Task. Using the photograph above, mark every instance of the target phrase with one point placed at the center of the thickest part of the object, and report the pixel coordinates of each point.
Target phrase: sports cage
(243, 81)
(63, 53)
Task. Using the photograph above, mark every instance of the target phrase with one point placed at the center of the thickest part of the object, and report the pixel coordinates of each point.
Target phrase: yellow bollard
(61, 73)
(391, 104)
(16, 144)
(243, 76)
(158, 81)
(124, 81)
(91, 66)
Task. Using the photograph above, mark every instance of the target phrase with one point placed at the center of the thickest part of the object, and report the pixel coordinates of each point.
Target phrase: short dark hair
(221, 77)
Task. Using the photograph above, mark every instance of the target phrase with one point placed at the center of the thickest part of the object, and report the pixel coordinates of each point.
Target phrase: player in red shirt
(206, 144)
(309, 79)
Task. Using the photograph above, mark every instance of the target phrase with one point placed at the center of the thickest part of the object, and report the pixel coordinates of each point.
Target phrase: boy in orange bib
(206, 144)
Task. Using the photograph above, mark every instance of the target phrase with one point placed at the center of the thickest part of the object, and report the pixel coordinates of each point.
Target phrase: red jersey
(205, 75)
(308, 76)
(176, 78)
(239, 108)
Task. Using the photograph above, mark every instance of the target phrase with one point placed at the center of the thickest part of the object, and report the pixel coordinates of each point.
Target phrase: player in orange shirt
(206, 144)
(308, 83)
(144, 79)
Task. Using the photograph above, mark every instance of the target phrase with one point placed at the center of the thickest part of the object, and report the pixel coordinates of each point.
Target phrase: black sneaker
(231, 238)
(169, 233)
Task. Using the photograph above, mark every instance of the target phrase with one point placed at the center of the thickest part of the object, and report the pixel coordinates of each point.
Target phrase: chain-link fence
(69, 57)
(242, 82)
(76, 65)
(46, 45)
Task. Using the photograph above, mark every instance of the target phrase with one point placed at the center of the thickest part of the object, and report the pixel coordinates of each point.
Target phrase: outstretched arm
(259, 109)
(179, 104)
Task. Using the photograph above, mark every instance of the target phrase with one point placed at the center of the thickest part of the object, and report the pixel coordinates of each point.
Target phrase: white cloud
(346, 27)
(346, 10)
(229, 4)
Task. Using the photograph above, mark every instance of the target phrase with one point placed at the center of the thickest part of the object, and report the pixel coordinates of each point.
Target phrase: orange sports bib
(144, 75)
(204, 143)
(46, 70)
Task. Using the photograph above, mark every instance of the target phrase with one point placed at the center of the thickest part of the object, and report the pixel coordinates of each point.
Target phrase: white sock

### WHAT YOU SHOULD DO
Write out only what runs from the line holding "Target phrase: white cloud" through the last line of the records, exactly as shown.

### SOLUTION FOR THIS EXERCISE
Target phrase: white cloud
(346, 27)
(346, 10)
(229, 4)
Task. Using the photograph above, mark every instance of the target phrase with one point placed at the center of the thickest part of the object, and report the pixel coordinates of each point.
Target phrase: orange sports bib
(144, 75)
(204, 143)
(46, 70)
Task. Using the photograph above, mark every instance of the target phrase with one point placed at the center of the thickest part of the object, and report the pixel coordinates of each point.
Target phrase: white sock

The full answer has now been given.